## OBJECTIF ÉNONCÉ 1
Relevez toutes les dates mentionnées dans l'extrait sur le fort de Loncin.

## EXTRAIT FOURNI
- - -

- du livre Nos Héros Nos Martyrs de la Grande Guerre'
- 'l'Agonie du Fort de Loncin'
- par Hubert Depester
une Garnison d'Airain
De l'admirable défense du fort de Loncin, l'un des plus grands soldats de France, le général Mangin, a pu dire: « Douaumont et Vaux, c'est beau, mais Loncin, c'est sublime ». Et en effet, il n'y a, dans les annales de l'histoire militaire, rien de comparable à cette tenace et farouche résistance. Jamais chefs et soldats ne furent plus unis ni plus courageux dans l'accomplissèment intégral de leur noble mission; jamais garnison ne fut plus décidée au sacrifice total pour sauver la patrie en danger.
Le 4 août, le commandant Naessens réunissait ses hommes et les exhortait à la vigilance et au dévouement. Son allocution se terminait par ces mots: « Donc, nous jurons de lutter jusqu'au dernier obus, jusqu'à la dernière cartouche, jusqu'au dernier homme, et personne de nous ne se rendra. »
Un cri unanime et formidable s'éleva, dominant un instant le tumulte des explosions: « Nous le jurons. Vive la Belgique! »
Et ce serment fut tenu.
Dès le 5 août, toutes les mesures de défense étaient prises. Nuit et jour, dans cette immense ruche de fer et de béton, chacun accomplissait sa tâche avec un calme et un entrain magnifiques. Malgré le bombardement intermittent auquel le fort était soumis, ses canons crachaient leur mitraille sur tout ce qui s'aventurait à sa portée. Aidés par des éclaireurs qui, sous des déguisements divers, traversaient les lignes allemandes et rapportaient d'amples renseignements, les artilleurs de Loncin pointaient leurs pièces avec précision, ne tirant qu'à bon escient.
Mais, à partir du 14 août, le bombardement ennemi augmenta d'intensité. Des pièces de tous les calibres convergaient leur feu sur le fort et il devenait, cette fois, évident que l'agresseur voulait en finir rapidement.

- - -

## OBJECTIF ÉNONCÉ 2
Indiquez chaque ligne des enregistrements qui contient la chaîne « window », en tenant compte de la casse.

[Enregistrements issus d'une source de données]

- - -

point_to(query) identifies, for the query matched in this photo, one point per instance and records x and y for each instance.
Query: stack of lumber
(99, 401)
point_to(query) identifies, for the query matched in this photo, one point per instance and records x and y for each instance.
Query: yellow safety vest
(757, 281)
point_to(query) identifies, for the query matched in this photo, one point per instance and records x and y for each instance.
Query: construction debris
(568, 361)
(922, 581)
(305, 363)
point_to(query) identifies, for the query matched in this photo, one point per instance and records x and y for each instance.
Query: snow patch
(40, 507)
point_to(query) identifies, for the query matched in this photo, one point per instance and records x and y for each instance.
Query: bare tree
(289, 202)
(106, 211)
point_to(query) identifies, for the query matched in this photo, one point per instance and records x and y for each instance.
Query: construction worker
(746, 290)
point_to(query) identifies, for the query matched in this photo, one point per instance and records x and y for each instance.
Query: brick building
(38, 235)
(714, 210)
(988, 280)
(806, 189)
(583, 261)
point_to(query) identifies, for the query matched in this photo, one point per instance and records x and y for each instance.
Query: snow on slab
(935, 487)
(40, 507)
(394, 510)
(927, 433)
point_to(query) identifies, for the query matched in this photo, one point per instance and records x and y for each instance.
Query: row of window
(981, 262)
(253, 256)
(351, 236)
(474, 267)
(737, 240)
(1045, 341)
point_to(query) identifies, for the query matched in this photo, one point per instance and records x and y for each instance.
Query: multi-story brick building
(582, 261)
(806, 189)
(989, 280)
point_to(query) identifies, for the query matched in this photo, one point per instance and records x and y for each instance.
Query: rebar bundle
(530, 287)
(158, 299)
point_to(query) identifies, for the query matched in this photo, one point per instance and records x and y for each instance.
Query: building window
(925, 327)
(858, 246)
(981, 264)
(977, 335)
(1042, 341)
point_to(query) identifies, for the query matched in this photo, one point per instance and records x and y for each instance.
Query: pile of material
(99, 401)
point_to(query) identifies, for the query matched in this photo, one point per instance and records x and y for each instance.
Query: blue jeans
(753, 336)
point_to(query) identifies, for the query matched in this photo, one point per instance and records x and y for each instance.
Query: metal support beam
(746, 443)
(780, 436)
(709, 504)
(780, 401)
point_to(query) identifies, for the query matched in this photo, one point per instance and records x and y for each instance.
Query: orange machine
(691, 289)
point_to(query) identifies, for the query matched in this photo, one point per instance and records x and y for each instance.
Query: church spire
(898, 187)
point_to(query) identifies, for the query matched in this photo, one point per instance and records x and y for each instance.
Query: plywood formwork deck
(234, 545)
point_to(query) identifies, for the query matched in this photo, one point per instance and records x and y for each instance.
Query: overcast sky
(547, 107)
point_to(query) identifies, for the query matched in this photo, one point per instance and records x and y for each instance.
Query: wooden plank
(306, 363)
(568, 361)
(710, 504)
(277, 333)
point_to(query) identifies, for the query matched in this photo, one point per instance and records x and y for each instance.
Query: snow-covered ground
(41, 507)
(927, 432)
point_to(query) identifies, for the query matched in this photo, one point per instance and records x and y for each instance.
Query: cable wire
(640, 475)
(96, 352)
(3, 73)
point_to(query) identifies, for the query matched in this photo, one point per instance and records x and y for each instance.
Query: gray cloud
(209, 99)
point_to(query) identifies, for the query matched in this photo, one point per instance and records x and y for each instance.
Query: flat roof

- - -

## RÉPONSE 1
le 4 août ; le 5 août ; le 14 août

## RÉPONSE 2
Query: row of window
Query: building window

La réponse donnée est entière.